What needs to be done :: Revise the material from the line containing "Each instance gets a single point. Label the rider's" through the end, swapping "record the position" for "mark the location" and leaving everything else the same.

Point labeling data from photos
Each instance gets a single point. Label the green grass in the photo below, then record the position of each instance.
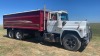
(12, 47)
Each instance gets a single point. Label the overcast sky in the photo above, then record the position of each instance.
(77, 9)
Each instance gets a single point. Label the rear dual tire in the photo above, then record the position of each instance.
(71, 42)
(19, 35)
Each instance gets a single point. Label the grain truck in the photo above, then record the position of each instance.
(51, 26)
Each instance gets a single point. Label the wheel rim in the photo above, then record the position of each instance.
(18, 35)
(70, 43)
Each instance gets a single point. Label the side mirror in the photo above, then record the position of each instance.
(59, 22)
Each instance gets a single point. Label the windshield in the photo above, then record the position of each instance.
(64, 17)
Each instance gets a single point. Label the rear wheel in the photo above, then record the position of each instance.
(71, 42)
(19, 35)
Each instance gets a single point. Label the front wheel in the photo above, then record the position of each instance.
(71, 42)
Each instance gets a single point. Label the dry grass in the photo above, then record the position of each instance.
(12, 47)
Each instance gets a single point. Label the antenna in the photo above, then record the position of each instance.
(44, 15)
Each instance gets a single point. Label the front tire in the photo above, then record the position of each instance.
(71, 42)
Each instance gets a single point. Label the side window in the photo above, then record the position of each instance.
(53, 17)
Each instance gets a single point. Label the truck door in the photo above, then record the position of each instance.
(52, 24)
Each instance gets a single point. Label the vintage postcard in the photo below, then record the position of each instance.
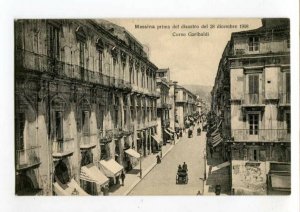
(111, 107)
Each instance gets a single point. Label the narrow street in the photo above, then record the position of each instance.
(162, 179)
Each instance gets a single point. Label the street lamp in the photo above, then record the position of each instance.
(141, 175)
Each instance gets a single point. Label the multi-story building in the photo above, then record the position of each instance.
(185, 102)
(85, 96)
(257, 109)
(165, 131)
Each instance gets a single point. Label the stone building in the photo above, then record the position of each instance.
(185, 102)
(165, 129)
(85, 99)
(251, 100)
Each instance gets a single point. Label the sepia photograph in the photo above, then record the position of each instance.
(152, 106)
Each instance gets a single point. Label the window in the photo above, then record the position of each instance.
(81, 59)
(58, 125)
(20, 126)
(116, 118)
(100, 58)
(288, 87)
(288, 122)
(254, 89)
(253, 44)
(85, 122)
(253, 124)
(101, 118)
(53, 41)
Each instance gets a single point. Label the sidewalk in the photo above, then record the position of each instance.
(133, 177)
(217, 173)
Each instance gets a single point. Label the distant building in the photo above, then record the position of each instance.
(185, 102)
(251, 109)
(164, 130)
(85, 94)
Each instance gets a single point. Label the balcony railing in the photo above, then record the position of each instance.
(88, 141)
(63, 148)
(42, 63)
(253, 99)
(27, 158)
(265, 135)
(285, 98)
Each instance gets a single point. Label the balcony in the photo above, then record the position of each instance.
(88, 141)
(253, 100)
(284, 99)
(263, 135)
(42, 63)
(28, 158)
(63, 148)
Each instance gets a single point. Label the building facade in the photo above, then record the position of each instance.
(185, 102)
(254, 109)
(85, 92)
(164, 105)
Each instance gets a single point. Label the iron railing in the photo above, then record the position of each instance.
(42, 63)
(267, 135)
(26, 158)
(253, 99)
(63, 147)
(284, 98)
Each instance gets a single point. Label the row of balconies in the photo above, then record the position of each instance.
(264, 135)
(42, 63)
(259, 99)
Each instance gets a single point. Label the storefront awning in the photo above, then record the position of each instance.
(72, 188)
(170, 134)
(156, 138)
(111, 168)
(92, 174)
(281, 181)
(133, 153)
(216, 140)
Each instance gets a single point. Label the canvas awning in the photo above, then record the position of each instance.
(216, 140)
(280, 181)
(133, 153)
(170, 134)
(111, 168)
(71, 188)
(156, 138)
(92, 174)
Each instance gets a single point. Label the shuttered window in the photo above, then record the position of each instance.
(58, 125)
(253, 84)
(19, 129)
(253, 124)
(53, 41)
(253, 44)
(85, 122)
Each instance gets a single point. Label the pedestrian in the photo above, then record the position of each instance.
(184, 166)
(211, 150)
(158, 160)
(122, 177)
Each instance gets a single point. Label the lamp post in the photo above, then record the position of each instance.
(141, 175)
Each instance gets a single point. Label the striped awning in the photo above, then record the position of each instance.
(92, 174)
(281, 181)
(71, 188)
(216, 140)
(133, 153)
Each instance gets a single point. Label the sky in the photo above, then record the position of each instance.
(191, 59)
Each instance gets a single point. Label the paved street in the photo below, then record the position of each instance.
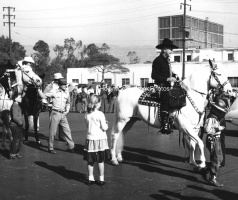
(153, 169)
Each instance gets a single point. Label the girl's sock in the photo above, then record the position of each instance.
(101, 178)
(91, 178)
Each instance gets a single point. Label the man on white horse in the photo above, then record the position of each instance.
(163, 76)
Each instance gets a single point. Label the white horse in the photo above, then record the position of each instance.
(188, 119)
(5, 105)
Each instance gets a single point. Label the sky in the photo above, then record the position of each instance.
(114, 22)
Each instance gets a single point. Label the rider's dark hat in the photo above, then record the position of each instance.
(220, 104)
(62, 81)
(167, 43)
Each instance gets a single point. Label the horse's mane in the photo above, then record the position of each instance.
(198, 80)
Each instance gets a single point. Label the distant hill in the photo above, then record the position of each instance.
(145, 53)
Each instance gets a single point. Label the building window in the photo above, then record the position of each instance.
(189, 58)
(108, 81)
(233, 81)
(125, 81)
(75, 80)
(230, 56)
(143, 82)
(90, 81)
(176, 58)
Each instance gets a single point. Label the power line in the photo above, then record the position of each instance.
(102, 24)
(143, 8)
(216, 12)
(90, 5)
(9, 24)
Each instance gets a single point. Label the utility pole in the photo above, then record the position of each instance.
(184, 33)
(9, 24)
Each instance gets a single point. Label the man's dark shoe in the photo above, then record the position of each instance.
(52, 151)
(62, 139)
(214, 182)
(101, 183)
(70, 150)
(91, 182)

The completed task ::
Each instance gets a single point. Label the rider's dark hat in the photo above, then mark the location of each instance.
(220, 104)
(62, 81)
(167, 43)
Each instance gets a single point. Label the horse's mane in the photo above, then mark the location of each instance.
(198, 80)
Each instance gets a single point. Label the distant hill in the photo above, then mark the location of each instance.
(145, 53)
Each instance gets a single point. Label the building window in the photo above, then mark the location of each instance.
(189, 58)
(108, 81)
(233, 81)
(125, 81)
(75, 80)
(230, 56)
(143, 82)
(90, 81)
(176, 58)
Each instance gets a single point. Label the power line in the photo above, then mark the location of each instance.
(102, 24)
(143, 8)
(216, 12)
(90, 5)
(9, 24)
Each instance gets a single point. Label the utility pole in the photo above, then mark the location of each instance.
(184, 33)
(9, 24)
Each instance gets a single point. Label the man's dark shoe in the photo above, then mark the location of each instance.
(52, 151)
(62, 139)
(214, 182)
(101, 183)
(70, 150)
(91, 182)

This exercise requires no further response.